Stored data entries
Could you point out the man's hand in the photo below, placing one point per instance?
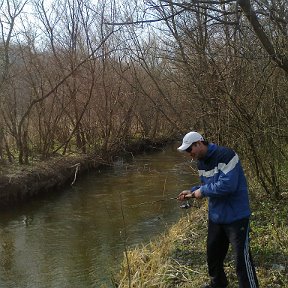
(197, 194)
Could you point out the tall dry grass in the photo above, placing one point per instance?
(178, 258)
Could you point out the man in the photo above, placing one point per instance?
(223, 182)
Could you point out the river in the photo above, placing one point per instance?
(76, 237)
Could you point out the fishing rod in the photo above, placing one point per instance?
(186, 205)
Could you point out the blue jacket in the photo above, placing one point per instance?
(223, 181)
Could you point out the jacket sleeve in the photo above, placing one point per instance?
(195, 188)
(223, 180)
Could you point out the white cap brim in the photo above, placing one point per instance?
(183, 147)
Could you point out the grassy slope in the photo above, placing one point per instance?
(178, 258)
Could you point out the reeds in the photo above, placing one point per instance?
(178, 258)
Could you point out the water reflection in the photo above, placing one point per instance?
(76, 238)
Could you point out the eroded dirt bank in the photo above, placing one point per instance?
(20, 182)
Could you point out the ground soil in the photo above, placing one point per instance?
(21, 182)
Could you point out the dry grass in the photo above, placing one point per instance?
(178, 258)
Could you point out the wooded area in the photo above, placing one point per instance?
(83, 76)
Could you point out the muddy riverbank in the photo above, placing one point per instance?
(21, 182)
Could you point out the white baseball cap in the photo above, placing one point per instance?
(189, 139)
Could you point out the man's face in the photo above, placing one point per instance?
(196, 150)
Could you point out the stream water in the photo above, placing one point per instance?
(76, 237)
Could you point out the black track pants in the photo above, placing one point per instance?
(219, 237)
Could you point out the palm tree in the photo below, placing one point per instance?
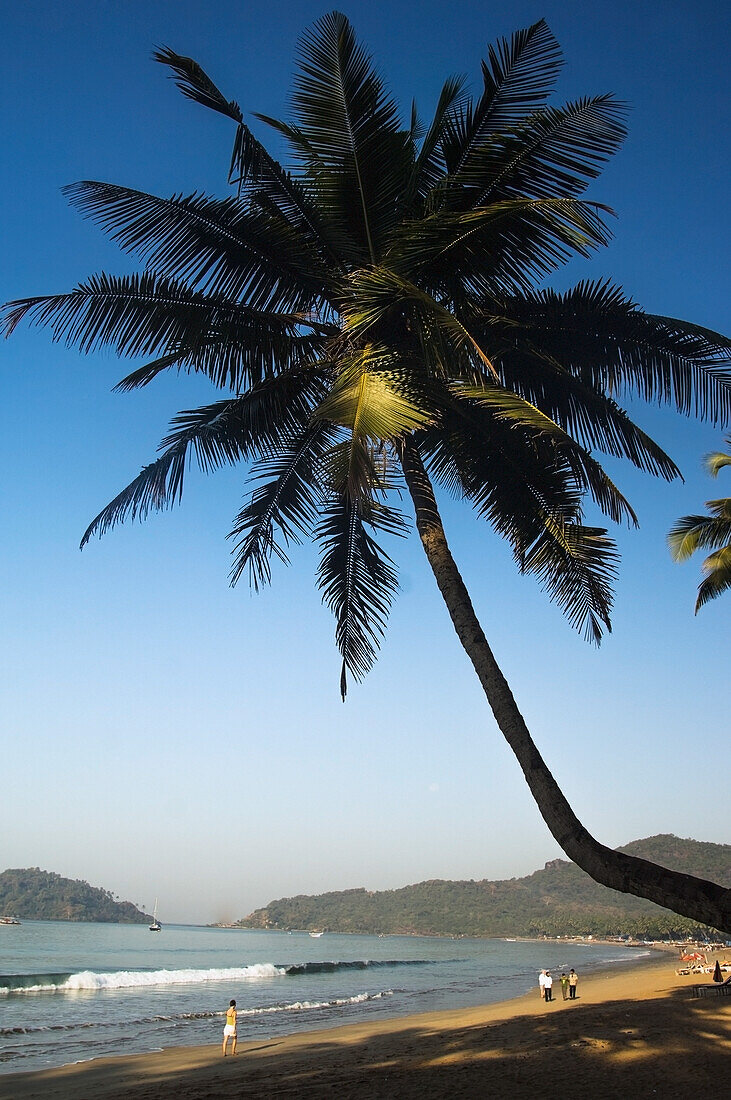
(375, 316)
(696, 532)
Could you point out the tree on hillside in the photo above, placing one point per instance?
(696, 532)
(376, 316)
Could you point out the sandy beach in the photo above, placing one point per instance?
(635, 1033)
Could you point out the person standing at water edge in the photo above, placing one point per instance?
(230, 1030)
(573, 979)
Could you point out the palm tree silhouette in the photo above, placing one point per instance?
(377, 318)
(699, 532)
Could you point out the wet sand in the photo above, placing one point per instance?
(634, 1033)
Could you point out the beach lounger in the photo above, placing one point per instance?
(718, 989)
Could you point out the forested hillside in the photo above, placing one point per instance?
(33, 894)
(558, 900)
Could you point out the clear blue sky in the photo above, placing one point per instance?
(167, 735)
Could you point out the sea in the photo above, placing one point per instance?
(72, 992)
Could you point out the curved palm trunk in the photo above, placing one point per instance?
(700, 900)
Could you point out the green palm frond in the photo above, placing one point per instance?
(196, 85)
(146, 314)
(699, 532)
(372, 398)
(518, 77)
(285, 502)
(716, 462)
(216, 245)
(718, 580)
(554, 153)
(345, 113)
(502, 246)
(599, 334)
(357, 581)
(588, 474)
(223, 433)
(577, 567)
(429, 165)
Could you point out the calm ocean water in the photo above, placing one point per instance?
(69, 992)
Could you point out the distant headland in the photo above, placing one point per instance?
(32, 894)
(561, 900)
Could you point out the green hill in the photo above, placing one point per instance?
(558, 900)
(34, 894)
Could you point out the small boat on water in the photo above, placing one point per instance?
(155, 926)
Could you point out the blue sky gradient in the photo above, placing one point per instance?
(167, 735)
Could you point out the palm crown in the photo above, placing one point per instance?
(696, 532)
(385, 293)
(376, 311)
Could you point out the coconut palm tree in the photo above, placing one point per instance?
(696, 532)
(376, 317)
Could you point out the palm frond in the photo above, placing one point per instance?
(216, 245)
(196, 85)
(577, 567)
(146, 314)
(588, 474)
(553, 154)
(372, 398)
(518, 77)
(352, 123)
(718, 569)
(595, 332)
(222, 433)
(357, 581)
(429, 165)
(718, 460)
(284, 504)
(698, 532)
(500, 248)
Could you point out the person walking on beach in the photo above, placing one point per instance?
(230, 1030)
(573, 980)
(549, 986)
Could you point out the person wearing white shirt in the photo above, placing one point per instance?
(547, 981)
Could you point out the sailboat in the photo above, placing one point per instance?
(155, 926)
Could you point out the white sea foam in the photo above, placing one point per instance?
(134, 979)
(300, 1005)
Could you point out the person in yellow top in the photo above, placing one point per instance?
(230, 1030)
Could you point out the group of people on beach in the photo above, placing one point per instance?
(568, 983)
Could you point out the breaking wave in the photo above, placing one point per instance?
(132, 979)
(176, 1018)
(136, 979)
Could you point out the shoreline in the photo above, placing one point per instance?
(637, 1030)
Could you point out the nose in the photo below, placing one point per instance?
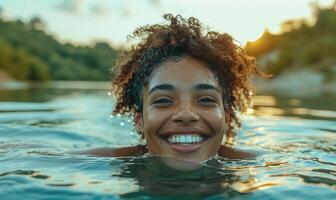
(185, 115)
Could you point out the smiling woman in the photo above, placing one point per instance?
(184, 89)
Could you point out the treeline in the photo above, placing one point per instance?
(302, 44)
(28, 53)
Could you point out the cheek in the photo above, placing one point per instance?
(215, 119)
(154, 120)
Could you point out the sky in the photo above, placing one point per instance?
(87, 21)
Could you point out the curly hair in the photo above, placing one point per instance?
(158, 43)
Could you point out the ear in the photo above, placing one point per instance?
(138, 124)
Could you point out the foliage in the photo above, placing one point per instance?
(28, 53)
(300, 45)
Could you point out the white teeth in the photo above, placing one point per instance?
(185, 139)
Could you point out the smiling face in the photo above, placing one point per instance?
(183, 114)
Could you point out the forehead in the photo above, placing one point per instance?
(182, 72)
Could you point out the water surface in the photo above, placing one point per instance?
(40, 123)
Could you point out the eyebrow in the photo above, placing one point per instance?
(205, 86)
(162, 87)
(168, 87)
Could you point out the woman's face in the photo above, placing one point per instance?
(183, 114)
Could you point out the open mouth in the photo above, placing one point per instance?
(185, 139)
(185, 143)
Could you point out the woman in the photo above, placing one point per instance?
(184, 89)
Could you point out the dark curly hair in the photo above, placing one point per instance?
(158, 43)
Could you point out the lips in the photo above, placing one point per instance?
(185, 140)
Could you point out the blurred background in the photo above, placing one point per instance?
(81, 39)
(57, 59)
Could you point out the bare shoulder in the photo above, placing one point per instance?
(114, 152)
(235, 153)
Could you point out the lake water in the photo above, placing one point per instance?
(40, 123)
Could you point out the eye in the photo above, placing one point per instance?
(163, 102)
(207, 101)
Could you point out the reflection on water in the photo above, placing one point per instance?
(39, 124)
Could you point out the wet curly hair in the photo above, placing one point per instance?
(180, 37)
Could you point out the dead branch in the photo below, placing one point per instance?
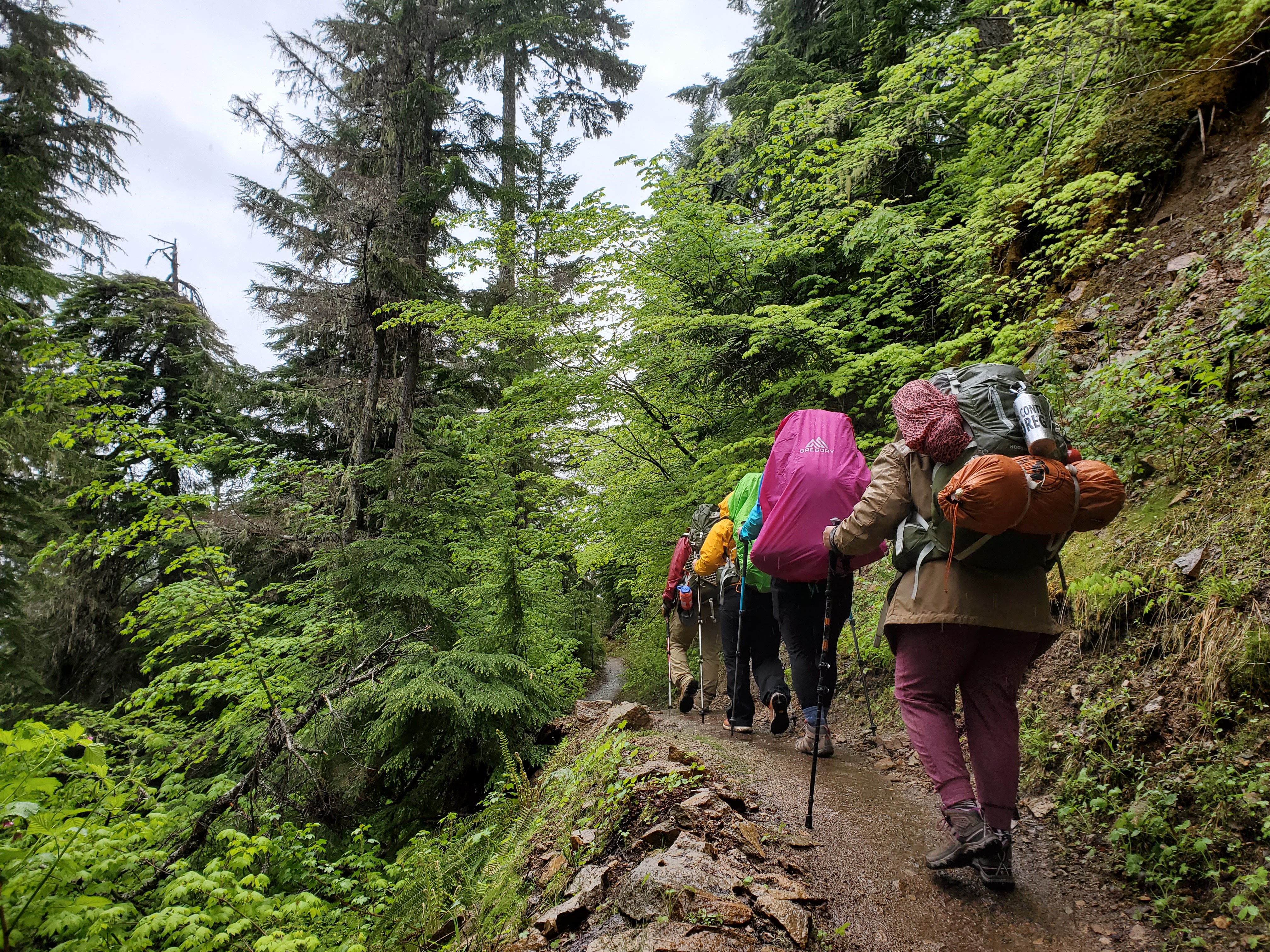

**Description of the task**
Please return exactly, and only, the lines from the one containing "Could you point out the reflection" through the end of the records, with both end lines kept and every picture dropped.

**Output**
Could you point out the reflection on water in the photo above, placing one point per instance?
(39, 124)
Could you point out the wet curly hair in the photo above, placing one point per instance?
(180, 37)
Could you point out the dead branch in the photo below, placing one point per instance?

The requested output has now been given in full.